━━━━━ Textauszug ━━━━━

Herr Präsident, meine Damen und Herren! Liebe Frau Kollegin Morsblech, Sie haben es mir nach dieser doch sehr emotionalen Debatte mit Ihrer Rede ein wenig leichter gemacht, pointierter zu Ihrem Antrag zu sprechen, weil wir doch etwas verwundert sind über das, was Sie in diesem Antrag niedergeschrieben haben. Wir haben den Eindruck, dass Sie aktuelle Entwicklungen gar nicht zur Kenntnis nehmen. Wenn Sie uns vorwerfen, dass wir uns abkoppeln, so haben wir eher den Eindruck, Sie koppeln sich selbst von dem ab, was momentan in diesem Land an Qualitätsprogrammen und Qualitätsmanagement geschieht.
Mit Ihrem Antrag dokumentieren Sie, dass Sie im Vergleich zu uns einen unterschiedlichen Bildungs- und Qualitätsbegriff haben. Unser Begriff ist umfassender. Bei Ihnen habe ich den Eindruck, er besteht nur aus Rankings, Abschlussarbeiten, Prüfungen und statistischen Daten,
Das steht in Ihrem Antrag. Wenn Sie nicht darüber reden, was in Ihrem Antrag steht, ist das nicht mein Problem, aber es steht eben so in Ihrem Antrag,
während bei uns Bildung und damit auch Qualitätsüberprüfung ein umfassenderer Begriff ist. Es geht nicht nur um überprüfbare Ziele, sondern wir wollen den Menschen – wie dies auch in unserem aktuellen Grundsatzprogramm dokumentiert wird – zu einer umfassenden Persönlichkeit bilden, und wir wollen ihm Chancengleichheit und Förderung zugutekommen lassen und ihn nicht nur irgendwann einmal durch Abschlussarbeiten überprüfen. Wir wollen durch Leistungsüberprüfungen rechtzeitig mit Förderung eingreifen können. Dies ist ein wesentlicher Unterschied.

━━━━━

Bitte beantworten Sie: Wo ist laut dem Textauszug dokumentiert, dass man den Menschen zu einer umfassenden Persönlichkeit bilden will?

━━━━━ Datenauszug ━━━━━

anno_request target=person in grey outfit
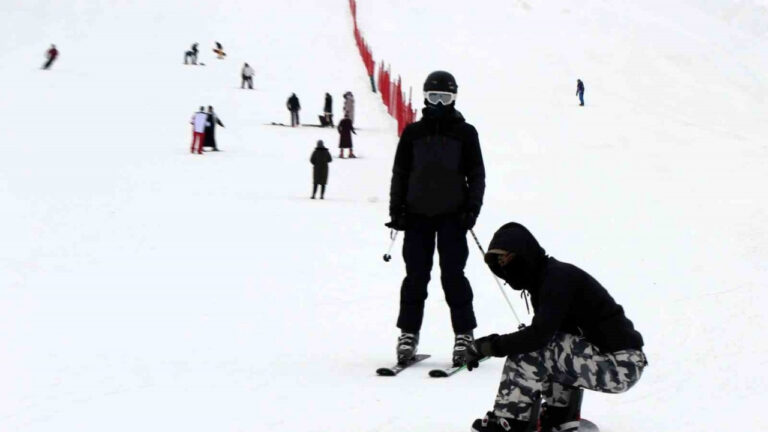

━━━━━

• **Ergebnis**
Im aktuellen Grundsatzprogramm.